--- How to complete this task ---
Can you copy word for word the stretch from "A novel invention" through "and infectious diseases." in the passage on the NYIT DNA microarray invention?

--- Excerpt ---
◇ ◇ ◇ ◇ ◇ ◇ ◇

A novel invention developed by a scientist from New York Institute of Technology (NYIT) could revolutionize biological and clinical research and may lead to treatments for cancer, AIDS, Alzheimer's, diabetes, and genetic and infectious diseases.
Since the discovery of DNA, biologists have worked to unlock the secrets of the human cell. Scientist Claude E. Gagna, Ph.D., an associate professor at NYIT's School of Health Professions, Behavioral and Life Sciences, discovered how to immobilize intact double-stranded (ds-), multi-stranded or alternative DNA and RNA on one microarray. This immobilization allows scientists to duplicate the environment of a cell, and study, examine and experiment with human, bacterial and viral genes. This invention provides the methodology to analyze more than 150,000 non-denatured genes.
"This patent represents a leap forward from conventional DNA microarrays that use hybridization," says Gagna, a molecular biologist-pathologist who performs research in the structure-function of DNA in normal and diseased cells. "This will help pharmaceutical companies produce new classes of drugs that target genes, with fewer side effects," he adds. "It will lower the cost and increase the speed of drug discovery, saving millions of dollars."

◇ ◇ ◇ ◇ ◇ ◇ ◇

--- Information shown ---
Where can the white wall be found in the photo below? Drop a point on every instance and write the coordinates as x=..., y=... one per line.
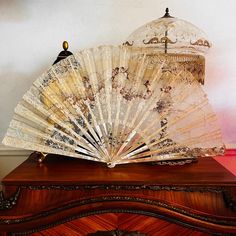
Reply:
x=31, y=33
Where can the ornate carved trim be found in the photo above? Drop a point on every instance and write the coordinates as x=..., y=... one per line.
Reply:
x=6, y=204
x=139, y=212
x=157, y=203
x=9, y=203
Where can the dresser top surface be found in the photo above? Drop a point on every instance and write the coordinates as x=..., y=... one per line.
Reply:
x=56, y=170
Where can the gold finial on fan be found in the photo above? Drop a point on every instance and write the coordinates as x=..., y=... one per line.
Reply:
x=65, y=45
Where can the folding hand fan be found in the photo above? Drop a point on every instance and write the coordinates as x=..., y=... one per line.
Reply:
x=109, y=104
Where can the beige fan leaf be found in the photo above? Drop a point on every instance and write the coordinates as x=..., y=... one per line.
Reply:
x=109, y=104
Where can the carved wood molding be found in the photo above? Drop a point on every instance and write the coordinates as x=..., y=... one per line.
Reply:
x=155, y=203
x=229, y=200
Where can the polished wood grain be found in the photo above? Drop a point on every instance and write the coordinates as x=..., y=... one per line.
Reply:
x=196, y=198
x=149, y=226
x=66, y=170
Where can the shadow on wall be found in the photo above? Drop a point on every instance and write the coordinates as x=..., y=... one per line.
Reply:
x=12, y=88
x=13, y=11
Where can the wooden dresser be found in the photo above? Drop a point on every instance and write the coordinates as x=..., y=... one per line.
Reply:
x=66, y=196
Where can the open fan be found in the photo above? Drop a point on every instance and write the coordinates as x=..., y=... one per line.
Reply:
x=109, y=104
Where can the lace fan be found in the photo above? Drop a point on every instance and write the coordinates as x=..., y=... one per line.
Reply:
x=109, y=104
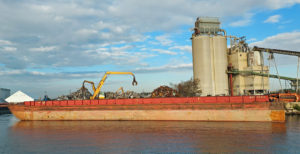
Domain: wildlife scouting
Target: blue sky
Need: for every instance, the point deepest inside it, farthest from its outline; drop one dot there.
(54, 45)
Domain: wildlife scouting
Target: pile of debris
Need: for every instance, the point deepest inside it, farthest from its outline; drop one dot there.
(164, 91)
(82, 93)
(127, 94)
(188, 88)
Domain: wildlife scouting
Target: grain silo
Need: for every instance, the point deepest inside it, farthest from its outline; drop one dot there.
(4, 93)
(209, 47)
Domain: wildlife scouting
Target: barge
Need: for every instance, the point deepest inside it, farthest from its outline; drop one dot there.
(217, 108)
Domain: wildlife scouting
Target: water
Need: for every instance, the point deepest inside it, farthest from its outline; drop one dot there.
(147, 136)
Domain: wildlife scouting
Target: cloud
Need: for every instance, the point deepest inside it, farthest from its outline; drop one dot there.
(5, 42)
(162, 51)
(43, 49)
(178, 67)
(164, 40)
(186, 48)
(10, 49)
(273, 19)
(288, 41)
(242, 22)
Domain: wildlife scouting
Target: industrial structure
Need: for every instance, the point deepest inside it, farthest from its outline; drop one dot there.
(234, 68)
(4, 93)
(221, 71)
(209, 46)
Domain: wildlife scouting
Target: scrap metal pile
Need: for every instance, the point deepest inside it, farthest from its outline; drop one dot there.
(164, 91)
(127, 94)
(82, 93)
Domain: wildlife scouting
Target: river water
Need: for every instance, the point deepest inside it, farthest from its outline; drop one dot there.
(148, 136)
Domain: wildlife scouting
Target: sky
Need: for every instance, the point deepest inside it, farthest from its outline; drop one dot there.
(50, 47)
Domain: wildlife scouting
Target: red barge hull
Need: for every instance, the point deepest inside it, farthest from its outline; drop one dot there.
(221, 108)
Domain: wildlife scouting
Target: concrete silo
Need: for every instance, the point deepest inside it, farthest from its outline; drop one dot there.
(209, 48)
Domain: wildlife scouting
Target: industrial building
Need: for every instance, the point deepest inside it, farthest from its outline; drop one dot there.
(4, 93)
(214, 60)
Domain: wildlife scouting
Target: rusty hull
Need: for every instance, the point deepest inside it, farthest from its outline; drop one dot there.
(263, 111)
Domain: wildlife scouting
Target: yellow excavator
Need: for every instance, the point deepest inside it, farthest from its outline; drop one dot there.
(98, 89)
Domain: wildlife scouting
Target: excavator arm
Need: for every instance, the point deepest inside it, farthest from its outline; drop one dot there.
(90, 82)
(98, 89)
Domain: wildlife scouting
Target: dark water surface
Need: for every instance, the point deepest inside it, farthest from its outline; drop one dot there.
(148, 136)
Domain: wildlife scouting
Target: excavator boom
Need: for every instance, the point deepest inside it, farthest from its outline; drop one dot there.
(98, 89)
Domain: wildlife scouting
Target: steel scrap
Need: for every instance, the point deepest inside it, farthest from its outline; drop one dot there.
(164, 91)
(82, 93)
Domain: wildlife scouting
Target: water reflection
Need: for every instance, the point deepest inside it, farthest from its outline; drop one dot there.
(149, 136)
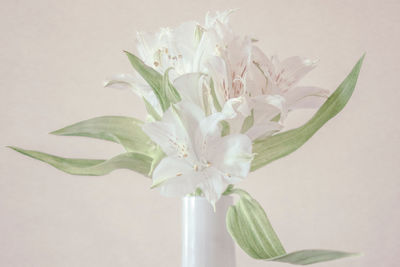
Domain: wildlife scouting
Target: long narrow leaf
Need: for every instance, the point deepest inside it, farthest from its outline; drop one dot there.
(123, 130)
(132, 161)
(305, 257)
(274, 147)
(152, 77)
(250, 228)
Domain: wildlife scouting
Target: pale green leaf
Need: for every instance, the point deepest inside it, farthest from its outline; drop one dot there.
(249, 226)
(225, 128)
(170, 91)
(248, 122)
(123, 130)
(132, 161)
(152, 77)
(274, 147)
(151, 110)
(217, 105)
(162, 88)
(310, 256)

◇ ◇ ◇ ◇ ◇ ◇ ◇

--- Response to this exercise ---
A novel invention developed by a scientist from New York Institute of Technology (NYIT) could revolutionize biological and clinical research and may lead to treatments for cancer, AIDS, Alzheimer's, diabetes, and genetic and infectious diseases.